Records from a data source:
▼

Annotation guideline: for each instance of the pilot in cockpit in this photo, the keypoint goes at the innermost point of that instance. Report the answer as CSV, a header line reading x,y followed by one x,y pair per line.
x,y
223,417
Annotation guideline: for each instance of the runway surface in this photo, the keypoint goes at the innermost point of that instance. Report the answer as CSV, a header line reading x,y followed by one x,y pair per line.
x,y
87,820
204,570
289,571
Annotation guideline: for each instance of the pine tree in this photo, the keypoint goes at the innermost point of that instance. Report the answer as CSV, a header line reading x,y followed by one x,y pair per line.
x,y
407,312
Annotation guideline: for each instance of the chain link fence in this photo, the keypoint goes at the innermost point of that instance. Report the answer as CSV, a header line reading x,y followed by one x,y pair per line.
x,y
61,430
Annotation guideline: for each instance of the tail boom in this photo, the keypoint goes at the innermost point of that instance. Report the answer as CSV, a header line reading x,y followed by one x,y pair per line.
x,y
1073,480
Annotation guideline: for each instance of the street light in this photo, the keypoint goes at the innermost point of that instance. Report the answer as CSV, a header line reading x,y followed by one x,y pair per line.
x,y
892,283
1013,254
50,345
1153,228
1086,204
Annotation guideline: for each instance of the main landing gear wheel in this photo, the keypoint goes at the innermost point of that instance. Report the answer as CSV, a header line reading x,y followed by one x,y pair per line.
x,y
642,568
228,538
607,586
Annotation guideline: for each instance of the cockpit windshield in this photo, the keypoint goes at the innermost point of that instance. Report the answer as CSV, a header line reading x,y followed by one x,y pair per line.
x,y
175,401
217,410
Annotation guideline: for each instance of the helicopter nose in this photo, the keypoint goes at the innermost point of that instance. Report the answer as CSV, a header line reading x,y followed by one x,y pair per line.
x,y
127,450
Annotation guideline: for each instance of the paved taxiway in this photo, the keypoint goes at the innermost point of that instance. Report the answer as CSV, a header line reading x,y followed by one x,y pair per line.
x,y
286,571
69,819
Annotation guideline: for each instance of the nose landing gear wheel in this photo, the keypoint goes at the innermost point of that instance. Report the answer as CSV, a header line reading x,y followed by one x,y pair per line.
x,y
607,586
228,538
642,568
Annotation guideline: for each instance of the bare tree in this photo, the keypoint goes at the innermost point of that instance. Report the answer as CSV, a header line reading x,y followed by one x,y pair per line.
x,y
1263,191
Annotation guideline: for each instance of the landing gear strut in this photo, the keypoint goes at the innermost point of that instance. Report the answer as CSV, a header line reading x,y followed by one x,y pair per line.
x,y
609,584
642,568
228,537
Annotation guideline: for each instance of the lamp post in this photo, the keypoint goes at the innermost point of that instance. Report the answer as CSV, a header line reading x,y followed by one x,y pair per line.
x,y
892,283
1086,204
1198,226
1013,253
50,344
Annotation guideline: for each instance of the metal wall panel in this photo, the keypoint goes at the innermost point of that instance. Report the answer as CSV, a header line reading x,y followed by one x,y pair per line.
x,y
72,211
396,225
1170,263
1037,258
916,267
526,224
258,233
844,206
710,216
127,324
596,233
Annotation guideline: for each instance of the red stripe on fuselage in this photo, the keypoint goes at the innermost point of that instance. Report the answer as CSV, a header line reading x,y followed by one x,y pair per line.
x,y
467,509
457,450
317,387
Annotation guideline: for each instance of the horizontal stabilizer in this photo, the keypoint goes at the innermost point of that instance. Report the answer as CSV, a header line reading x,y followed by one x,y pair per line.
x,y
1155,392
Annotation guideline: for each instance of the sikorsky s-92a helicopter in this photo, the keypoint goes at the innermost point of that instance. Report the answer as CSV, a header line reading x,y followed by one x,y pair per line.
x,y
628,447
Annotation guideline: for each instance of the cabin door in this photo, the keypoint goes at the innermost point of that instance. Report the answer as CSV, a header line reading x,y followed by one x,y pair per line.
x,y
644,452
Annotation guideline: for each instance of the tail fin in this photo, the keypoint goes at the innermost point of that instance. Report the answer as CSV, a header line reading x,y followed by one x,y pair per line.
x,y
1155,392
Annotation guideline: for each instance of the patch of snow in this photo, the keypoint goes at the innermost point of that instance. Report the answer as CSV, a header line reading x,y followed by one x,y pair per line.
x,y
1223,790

▲

▸ **What you should do**: Every record above is to be given again precisely.

▸ **Task response**:
Annotation guideline: for each instance of the pilot in cockpit in this photo, the keypoint goes at the innermost point of that instance. Report the answer as CSV, a header line reading x,y followed by one x,y pair per line.
x,y
223,417
Annotation guideline: for each instance of the runway surface in this photo, the keypoint goes at the innermost point of that instance. Report the answer as CSV, a header line reading x,y followed by one x,y pair per line.
x,y
87,820
204,570
289,571
Annotation guideline: for each instance of the pine tree in this photo, the keypoint goes at the innermost point of that instance. Report the answer as CSV, a header line reading x,y followed by one x,y pair per line.
x,y
407,312
Annotation guideline: for each instance of the chain link fence in this photo, the keypoint goes at the innermost point of that instance. Report the answer as CSV, a header line reading x,y followed by one x,y pair per line.
x,y
61,430
Annotation guideline: for each instance of the tail boom in this photo, the keypoint goes at the innermost point of that instance. Report the answer as CSV, a header line reading x,y followed by one x,y pair per line.
x,y
1073,480
Annotation guideline: for each instance of the street light in this photo, the keypoint goes at the innermost point of that instance. Report the answer as CSV, a header line reading x,y followed by one x,y pair per line.
x,y
892,283
1013,254
50,345
1153,228
1086,204
Annotation guideline: for each instance of the main landing gear wheel in this photo, the keypoint goes at the innermost point of that instance. Report the answer as CSV, a header line reading x,y followed by one x,y pair per line.
x,y
642,568
228,538
607,586
Annotation guideline: for each instance of the cockpit windshield in this photo, the keypoint goes at the innermost point of that instance. Report the answer as CSV, a header line reading x,y followed by one x,y pair per line.
x,y
175,401
217,410
Annotation guideline: for each instance of the helicopter nose in this photo, the keypoint goes at the innermost point of that instance. Report the answer as CSV, a header line reading x,y followed by one x,y pair per line.
x,y
127,450
Annotation guideline: for each instance of the paved taxiway in this photo, the keypoint goes at the innermost point of that instance. Report the answer as CSV, a header line reading x,y followed by one x,y pair per line.
x,y
286,571
69,819
Annotation guideline: for each instance of the nose landing gear wheel in this photo, the keypoint goes at the innermost point of that instance. Report the answer as CSV, a header line reading x,y followed by one x,y pair per line.
x,y
607,586
228,538
642,568
Annotation guideline: for each instance of the bare tree in this photo, the keypoint goes at the innermost point of that instance. Report the answer as CSV, a header line reading x,y followed by one x,y pair per line.
x,y
1263,191
Annotation guideline: for each instance of the landing gear strut in this photo, the keypoint goes at the innermost point of that instance. Report the answer as CSV, a header line reading x,y followed by one x,y pair per line.
x,y
609,584
642,568
228,537
Annotation guideline: for each instance of the lamp post in this photo, the keypoint goes at the innermost point of that instance. Report the answer as CSV, a header line reading x,y followed by one x,y pair per line.
x,y
892,283
1086,204
1198,226
1013,253
50,344
Annotation guideline: for each instance of the metal wall panel in this photo, the keypoint goes at the innermost point of that instance. Report the answer as CSV, a header line reading x,y followed by one x,y pair per line.
x,y
72,211
396,225
1170,263
1037,258
916,267
526,224
258,233
844,206
710,216
127,324
596,233
Annotation guideline: for each instance of the red stripe on fuselage in this photo, the keypoint goes at the innermost point of that instance. Report the answer as CSV, a header line reading x,y followed by one x,y pair per line.
x,y
467,509
457,450
317,387
Annotation guideline: for each instance of the horizontal stabilizer in this photo, the keypoint goes at the innermost point of that instance. Report the answer as CSV, a header line reading x,y followed by one x,y pair per line.
x,y
1155,392
Annotation guideline: for each instance of the sikorsky s-92a helicopter in this photo, the keypoint goes at the innermost point of that instance. Report the answer as CSV, a header line reading x,y followed by one x,y pair per line.
x,y
628,447
Annotation guideline: for each instance of the cabin door in this photo, the keypoint goes at the innermost point of that instance. Report the answer as CSV, a header line reading x,y followed by one x,y pair per line.
x,y
644,452
Annotation guideline: for each instance of the tail fin in this photo, the keypoint goes at the innermost point of that instance. Report the answer as CSV, a header line reading x,y followed by one x,y pair per line.
x,y
1155,392
Annotation guideline: for each instance of the patch of snow in this photo, the keypoint goes at the innermost point of that instance. Report the answer as CSV, a header line reading x,y followed by one x,y pair per line.
x,y
1223,790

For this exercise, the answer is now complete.